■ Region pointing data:
BEGIN

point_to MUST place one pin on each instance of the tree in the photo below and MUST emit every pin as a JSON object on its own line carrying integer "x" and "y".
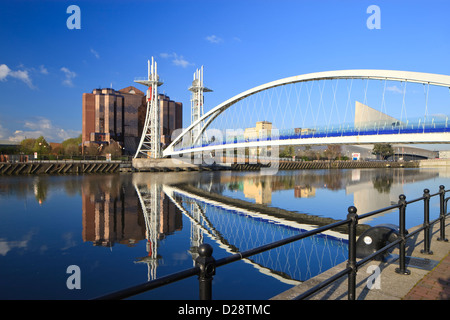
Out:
{"x": 41, "y": 146}
{"x": 384, "y": 150}
{"x": 27, "y": 146}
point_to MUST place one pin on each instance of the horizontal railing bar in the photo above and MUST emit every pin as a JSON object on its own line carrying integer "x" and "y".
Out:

END

■ BRIEF:
Write out all the records again, exactly, minus any pictures.

■ TASK OUTPUT:
point_to MUST place one pin on each instance of the tree in the photo below and MUST emit every pin as a JSON object on its own line carrying integer "x" and "y".
Out:
{"x": 41, "y": 146}
{"x": 384, "y": 150}
{"x": 27, "y": 146}
point_to MUST place one pin on each instance of the horizontal railing bar in the photo above and MUST emit every pin as a JSON object on its own line carrying integer "x" and "y".
Out:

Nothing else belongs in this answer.